» **Task statement**
Each entry below should be reproduced character for character.

Excerpts of pointing data
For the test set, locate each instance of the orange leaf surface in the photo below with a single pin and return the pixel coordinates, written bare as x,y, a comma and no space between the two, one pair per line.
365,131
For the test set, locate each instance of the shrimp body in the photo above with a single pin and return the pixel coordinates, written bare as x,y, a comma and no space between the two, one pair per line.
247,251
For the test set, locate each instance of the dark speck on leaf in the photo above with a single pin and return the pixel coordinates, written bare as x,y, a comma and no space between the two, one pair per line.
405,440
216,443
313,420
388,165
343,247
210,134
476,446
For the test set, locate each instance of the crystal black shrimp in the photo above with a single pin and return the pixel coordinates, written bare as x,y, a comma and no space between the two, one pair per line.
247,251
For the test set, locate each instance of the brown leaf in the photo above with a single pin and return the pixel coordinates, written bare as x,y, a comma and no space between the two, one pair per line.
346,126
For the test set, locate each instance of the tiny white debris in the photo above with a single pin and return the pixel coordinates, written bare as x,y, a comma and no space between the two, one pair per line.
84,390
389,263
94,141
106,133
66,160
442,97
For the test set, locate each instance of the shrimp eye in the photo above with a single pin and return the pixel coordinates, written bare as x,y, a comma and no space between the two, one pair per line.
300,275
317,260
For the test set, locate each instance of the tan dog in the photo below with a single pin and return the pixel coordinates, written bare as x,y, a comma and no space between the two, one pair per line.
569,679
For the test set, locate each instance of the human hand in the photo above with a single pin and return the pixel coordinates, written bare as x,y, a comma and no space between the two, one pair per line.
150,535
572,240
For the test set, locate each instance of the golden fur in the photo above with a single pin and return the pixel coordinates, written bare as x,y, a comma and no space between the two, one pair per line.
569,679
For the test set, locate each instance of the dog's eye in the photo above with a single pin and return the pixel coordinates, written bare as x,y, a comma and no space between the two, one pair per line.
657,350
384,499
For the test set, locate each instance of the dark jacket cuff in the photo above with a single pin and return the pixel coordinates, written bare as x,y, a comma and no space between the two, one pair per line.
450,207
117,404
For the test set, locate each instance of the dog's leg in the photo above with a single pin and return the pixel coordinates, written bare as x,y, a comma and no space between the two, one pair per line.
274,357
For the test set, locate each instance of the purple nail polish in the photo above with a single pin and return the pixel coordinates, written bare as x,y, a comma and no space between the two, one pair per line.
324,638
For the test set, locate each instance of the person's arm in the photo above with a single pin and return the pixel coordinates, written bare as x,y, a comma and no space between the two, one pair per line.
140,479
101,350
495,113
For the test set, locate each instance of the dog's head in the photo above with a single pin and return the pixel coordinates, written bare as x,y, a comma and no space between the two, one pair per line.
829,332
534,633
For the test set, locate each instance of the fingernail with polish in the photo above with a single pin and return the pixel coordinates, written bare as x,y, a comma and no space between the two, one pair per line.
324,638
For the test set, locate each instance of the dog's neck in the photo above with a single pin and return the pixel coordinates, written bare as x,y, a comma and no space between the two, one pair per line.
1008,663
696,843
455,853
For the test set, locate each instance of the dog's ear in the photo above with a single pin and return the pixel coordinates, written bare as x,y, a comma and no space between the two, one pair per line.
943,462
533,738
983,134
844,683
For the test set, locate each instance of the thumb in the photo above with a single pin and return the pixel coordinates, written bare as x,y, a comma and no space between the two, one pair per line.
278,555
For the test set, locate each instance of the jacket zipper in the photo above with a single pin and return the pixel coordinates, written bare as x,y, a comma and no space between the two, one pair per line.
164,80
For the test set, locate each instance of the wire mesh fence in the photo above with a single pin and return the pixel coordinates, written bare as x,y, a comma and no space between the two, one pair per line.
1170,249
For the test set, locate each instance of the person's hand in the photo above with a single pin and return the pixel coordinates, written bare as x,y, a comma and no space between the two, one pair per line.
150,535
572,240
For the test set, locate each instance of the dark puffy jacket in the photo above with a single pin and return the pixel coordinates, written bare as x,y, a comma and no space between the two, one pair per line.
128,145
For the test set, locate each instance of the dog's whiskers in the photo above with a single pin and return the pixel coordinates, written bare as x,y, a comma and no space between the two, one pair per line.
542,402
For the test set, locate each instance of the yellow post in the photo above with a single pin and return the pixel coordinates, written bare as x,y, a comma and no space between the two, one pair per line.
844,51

» **Task result**
For the test set, locate each instance of the orange leaf surface in the photo below with a single pin and return the pixel coordinates, written bare as x,y, a comma and no space between the two, one pair per line.
365,131
For the test set, locate each instance of the shrimp body in the photo above with a single pin and return the pixel coordinates, written bare as x,y, a comma and no space between the two, one pair per line.
247,251
For the test set, locate each instance of the dark speck on leaf in the photo above with a single pin and return the pixel coordinates, written bare as x,y, a comma and no space between the two, one pair per line.
405,440
216,443
313,420
388,165
343,247
210,134
476,446
For the test set, locate each instance of the crystal black shrimp in the photo above with a single pin and return the pixel coordinates, written bare as x,y, a comma and no space between the two, one pair per line.
247,251
For the test set, locate each instance of the brown leaf in the photo above with a single pin and return the pixel coordinates, written bare as x,y, a comma and no space between the two, one pair per line.
346,126
For the test set, locate each instance of the tiny white debris in the photo above with a single pin and return the pixel coordinates, written bare as x,y, a comma and no space between the two, one pair per line.
84,390
389,263
94,141
106,133
66,160
442,97
For the test set, locate each instance of the shrimp eye in the photo above with a single pin and return the pixel coordinates, written bare as x,y, a comma and no space between the two, one pair per line.
300,275
317,260
For the test set, locate each instance of the tan dog in the photo below with a single pin and return the pixel coordinates, written bare as x,y, a comma and no space between the two, one pair per line.
569,679
For the test set, locate each instance of the human hand in the photo above with a single pin and return the pixel coordinates, written bare as x,y, a comma and no space between the two, one pair per line.
150,535
572,240
For the test set, locate each instance of the golden fur in the photo above with a single pin and return the pixel coordinates, written bare as x,y, a comma and no space between the two, one pair per line.
569,679
For the test set, locate each instance of the dog's eye in the photo above with a single pin and return the pixel coordinates, written bare as x,y, a comma and no space between the two, one pair per line.
657,350
384,499
For the test set, locate each instance of the dark jacket cuff in the photo above with a single pin and return the pixel coordinates, written bare as x,y, a comma and no space between the two, one pair per line.
450,207
117,404
For the test set, locate each instance of the dog's leg in the photo above with a single pin and return the pixel coordinates, written bare as x,y, a comma and no space between the two, one pair per line.
274,357
For the test set, locate each instance of the purple nail polish in the photo above with a single pin and return the pixel coordinates, written bare as x,y, a comma and no space between the two, one pair per line.
324,638
For the test set, locate each instance of the person's arm in the photo above with a single pin and return the pixel coordinates, written bare as x,y, a comma and no space between the two, one pair per line.
140,479
101,350
495,113
For the test set, locate each instance of the dog's head in the photo above with a single pin and return the pixel coordinates, written bare as x,y, a comma and no space between the two, one pair per line.
829,332
534,633
For the test set, locate each instance of the fingernail with polish in the photo above with a single pin and return the pixel coordinates, written bare as x,y, a comma and no space between the two, one pair per line.
324,638
For the test set, locate each instance of the dog's neck in the photo above with a single pin and return the pixel coordinates, written bare as x,y, a comma and no space between the two, one pair per line.
1008,663
696,843
455,853
For the test set, locate each instance of the dog's ear in the photo above with a single pin and return the pixel coordinates, written bare as x,y, a comma and no space between the two, one pair per line.
943,462
533,738
983,134
844,683
For the test set, locate each instance of the thumb in the photo above with a single pin and return the pixel coordinates, written bare as x,y, a comma and no space between the two, one pair per line.
278,555
For the test set, locate each instance of the jacket zipper in the photo above with a single pin and return the pixel coordinates, written bare as x,y, a comma and no space between the two, one pair per line.
164,80
For the test set, locate each instance of the wire mesh fence in the photo above with a single pin and return the pixel coordinates, written bare as x,y, a comma and no space between the two, one pair per line.
1170,249
For the test set, locate each instance of the person's hand in the photo above with a single pin and return the pixel coordinates, written bare as x,y, a comma and no space between the two, one pair per line.
150,535
572,240
For the test set, locate each instance of the dark puffy jacket in the photo above with a single pin and return the pixel coordinates, written bare as x,y, a comma and no space between the two, one pair per line.
128,145
For the test set, locate each instance of the dog's whiskers in the photo above with a single pin and return the pixel coordinates, written bare as x,y, a comma and no space between the two, one pair per line.
542,402
For the test set, locate each instance of the yellow post in the photo above with a single pin and return the pixel coordinates, written bare as x,y, a comma and no space between the two, one pair per line.
844,51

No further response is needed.